- WORK REQUIRED:
Render the entries below as a Markdown table with the columns Row and Line, giving each line its row number and leaving out blank lines and the pictures.
*** SOURCE RECORDS
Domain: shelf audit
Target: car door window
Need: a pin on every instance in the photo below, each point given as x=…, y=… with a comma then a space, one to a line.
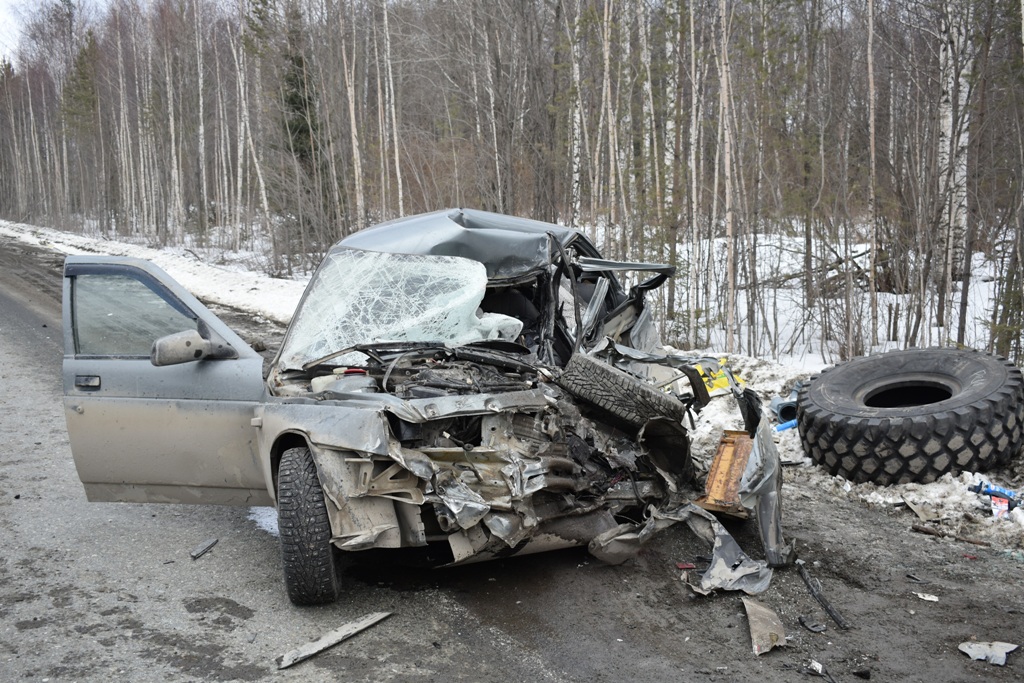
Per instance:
x=116, y=314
******
- SOLUTION FOR THIS TASK:
| Row | Line |
|---|---|
| 1 | Domain: shelf audit |
| 2 | Target: car door window |
| 3 | Need: a pin on every instance in the photo below, each point given as x=…, y=… with a comma then a space, one to a line. |
| 4 | Per instance: |
| 5 | x=116, y=314 |